Records
-=-=-
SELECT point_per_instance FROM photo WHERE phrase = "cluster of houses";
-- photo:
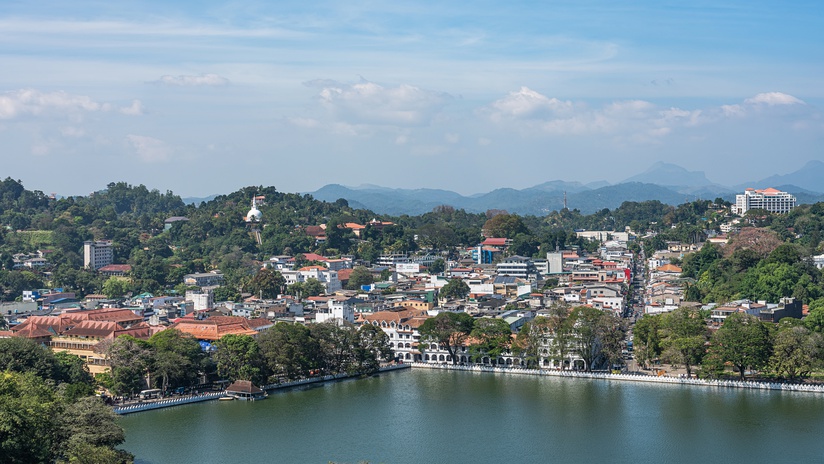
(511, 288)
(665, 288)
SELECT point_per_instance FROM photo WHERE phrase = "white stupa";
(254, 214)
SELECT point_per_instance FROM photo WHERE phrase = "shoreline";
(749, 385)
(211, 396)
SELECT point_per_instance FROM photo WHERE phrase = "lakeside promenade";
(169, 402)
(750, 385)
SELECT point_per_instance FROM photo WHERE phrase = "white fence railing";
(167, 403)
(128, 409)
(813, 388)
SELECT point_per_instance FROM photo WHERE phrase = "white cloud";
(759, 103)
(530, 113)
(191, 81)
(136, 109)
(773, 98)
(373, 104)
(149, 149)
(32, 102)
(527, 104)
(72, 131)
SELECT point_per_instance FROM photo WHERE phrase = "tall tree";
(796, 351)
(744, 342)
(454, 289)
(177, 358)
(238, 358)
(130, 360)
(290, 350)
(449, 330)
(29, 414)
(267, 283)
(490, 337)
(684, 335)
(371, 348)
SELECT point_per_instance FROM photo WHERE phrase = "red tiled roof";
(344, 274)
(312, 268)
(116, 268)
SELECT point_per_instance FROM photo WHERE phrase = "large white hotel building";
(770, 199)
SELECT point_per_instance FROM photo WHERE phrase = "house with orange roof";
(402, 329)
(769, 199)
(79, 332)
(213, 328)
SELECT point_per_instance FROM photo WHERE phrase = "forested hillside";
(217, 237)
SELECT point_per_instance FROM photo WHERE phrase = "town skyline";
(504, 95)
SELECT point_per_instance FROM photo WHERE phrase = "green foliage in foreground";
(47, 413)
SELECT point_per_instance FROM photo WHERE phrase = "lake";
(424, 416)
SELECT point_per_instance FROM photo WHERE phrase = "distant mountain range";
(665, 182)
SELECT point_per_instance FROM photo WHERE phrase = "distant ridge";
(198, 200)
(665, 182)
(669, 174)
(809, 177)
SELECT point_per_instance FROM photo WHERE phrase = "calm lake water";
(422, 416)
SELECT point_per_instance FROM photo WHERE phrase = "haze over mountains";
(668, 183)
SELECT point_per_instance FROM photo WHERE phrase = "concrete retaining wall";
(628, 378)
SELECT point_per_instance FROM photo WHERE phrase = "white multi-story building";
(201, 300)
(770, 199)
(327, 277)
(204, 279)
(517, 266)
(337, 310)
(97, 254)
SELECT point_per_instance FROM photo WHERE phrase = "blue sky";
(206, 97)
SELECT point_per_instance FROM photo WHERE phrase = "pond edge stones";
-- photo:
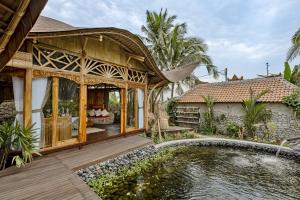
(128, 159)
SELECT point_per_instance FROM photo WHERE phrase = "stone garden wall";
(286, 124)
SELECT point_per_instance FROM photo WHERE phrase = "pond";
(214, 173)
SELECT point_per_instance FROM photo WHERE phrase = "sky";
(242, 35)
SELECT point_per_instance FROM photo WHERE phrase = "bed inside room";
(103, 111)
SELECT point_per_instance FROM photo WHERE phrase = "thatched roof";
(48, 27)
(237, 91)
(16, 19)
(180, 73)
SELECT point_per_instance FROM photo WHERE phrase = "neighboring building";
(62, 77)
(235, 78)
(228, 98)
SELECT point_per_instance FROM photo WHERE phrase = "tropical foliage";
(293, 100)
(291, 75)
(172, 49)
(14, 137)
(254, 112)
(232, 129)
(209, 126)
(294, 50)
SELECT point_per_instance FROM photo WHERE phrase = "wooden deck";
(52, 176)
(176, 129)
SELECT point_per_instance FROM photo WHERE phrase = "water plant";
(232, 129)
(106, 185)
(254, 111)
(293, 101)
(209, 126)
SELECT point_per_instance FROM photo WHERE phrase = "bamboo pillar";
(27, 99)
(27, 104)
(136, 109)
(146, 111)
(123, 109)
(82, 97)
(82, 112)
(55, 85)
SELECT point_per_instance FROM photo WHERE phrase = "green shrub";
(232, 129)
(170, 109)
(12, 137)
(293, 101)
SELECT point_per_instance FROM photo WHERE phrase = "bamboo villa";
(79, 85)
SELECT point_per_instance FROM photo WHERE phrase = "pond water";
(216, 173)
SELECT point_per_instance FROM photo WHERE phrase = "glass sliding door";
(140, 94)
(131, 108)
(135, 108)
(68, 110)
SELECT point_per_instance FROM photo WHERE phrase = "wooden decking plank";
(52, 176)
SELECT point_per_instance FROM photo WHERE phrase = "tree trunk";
-=-=-
Requirement: All of the material above needs to be restated exactly, with no pictures.

Answer for the task:
SELECT point_per_instance FROM photo WHERE phrase = "cluster of houses";
-- photo:
(511, 288)
(665, 288)
SELECT point_per_instance FROM photo WHERE phrase = "white stupa";
(254, 214)
SELECT point_per_instance FROM photo WHERE phrase = "shoreline";
(749, 385)
(211, 396)
SELECT point_per_instance FROM photo WHERE phrase = "lakeside promenade";
(169, 402)
(750, 385)
SELECT point_per_instance FROM photo WHERE phrase = "white fence railing";
(167, 403)
(128, 409)
(813, 388)
SELECT point_per_instance FROM photo WHERE phrase = "white cloud";
(759, 103)
(530, 113)
(191, 81)
(136, 109)
(773, 98)
(373, 104)
(149, 149)
(32, 102)
(527, 104)
(72, 131)
SELECT point_per_instance FROM photo WHERE phrase = "tall tree";
(796, 351)
(744, 342)
(454, 289)
(177, 358)
(238, 358)
(130, 360)
(290, 350)
(449, 330)
(29, 414)
(267, 283)
(490, 337)
(684, 335)
(371, 348)
SELECT point_per_instance FROM photo WHERE phrase = "red tiled roof";
(344, 274)
(312, 268)
(116, 268)
SELECT point_per_instance FROM photo WHERE phrase = "large white hotel building";
(770, 199)
SELECT point_per_instance FROM photo WHERE phrase = "house with orange roof";
(402, 329)
(769, 199)
(79, 332)
(213, 328)
SELECT point_per_instance FROM photo WHERE phrase = "forested hillside";
(217, 237)
SELECT point_per_instance FROM photo WHERE phrase = "town skyline";
(504, 95)
SELECT point_per_instance FROM photo WHERE phrase = "green foliage in foreground";
(47, 413)
SELECT point_per_instance FROM photo WHERE phrase = "lake";
(424, 416)
SELECT point_per_instance FROM photo WHERE phrase = "distant mountain range";
(665, 182)
SELECT point_per_instance FROM photo WHERE phrase = "distant ridge";
(198, 200)
(665, 182)
(669, 174)
(809, 177)
SELECT point_per_instance FROM photo WHERE phrase = "calm lake water";
(422, 416)
SELECT point_per_instance FROM photo WHERE phrase = "haze over mountains";
(668, 183)
SELECT point_per_instance FROM photo WHERE phrase = "concrete retaining wall";
(628, 378)
SELECT point_per_instance FROM photo WHERE phrase = "white multi-story building";
(201, 300)
(770, 199)
(327, 277)
(204, 279)
(517, 266)
(337, 310)
(97, 254)
SELECT point_per_instance FROM photo WHERE phrase = "blue sky";
(206, 97)
SELECT point_per_instance FROM photo WHERE phrase = "pond edge stones";
-- photo:
(128, 159)
SELECT point_per_instance FROM photo WHERE phrase = "stone garden wall";
(286, 124)
SELECT point_per_instance FROM photo WHERE phrase = "pond";
(214, 173)
SELECT point_per_instance FROM photo WHERE phrase = "sky";
(242, 35)
SELECT point_per_instance FROM photo WHERE phrase = "bed inside room";
(103, 111)
SELECT point_per_instance FROM photo WHERE phrase = "thatched roof";
(48, 27)
(237, 91)
(16, 19)
(180, 73)
SELECT point_per_instance FROM photo WHERE phrase = "neighboring building";
(62, 77)
(235, 78)
(228, 98)
SELECT point_per_instance FROM photo WHERE phrase = "tropical foliage";
(293, 100)
(291, 75)
(172, 49)
(14, 137)
(254, 112)
(232, 129)
(209, 126)
(294, 50)
SELECT point_per_instance FROM photo WHERE phrase = "wooden deck";
(52, 176)
(176, 129)
SELECT point_per_instance FROM photo WHERE phrase = "water plant";
(232, 129)
(106, 185)
(254, 111)
(293, 101)
(209, 126)
SELECT point_per_instance FROM photo WHERE phrase = "bamboo pillar";
(27, 99)
(27, 104)
(136, 109)
(146, 111)
(123, 109)
(82, 97)
(82, 112)
(55, 85)
SELECT point_per_instance FROM photo WHERE phrase = "green shrub";
(232, 129)
(170, 109)
(12, 137)
(293, 101)
SELECT point_per_instance FROM photo WHERE phrase = "bamboo villa";
(79, 85)
SELECT point_per_instance FROM photo WHERE phrase = "pond water";
(216, 173)
SELECT point_per_instance FROM photo WHERE phrase = "glass sliding door";
(140, 94)
(131, 108)
(135, 108)
(68, 110)
SELECT point_per_instance FROM photo WHERE phrase = "wooden decking plank";
(52, 176)
SELECT point_per_instance FROM photo WHERE phrase = "tree trunk";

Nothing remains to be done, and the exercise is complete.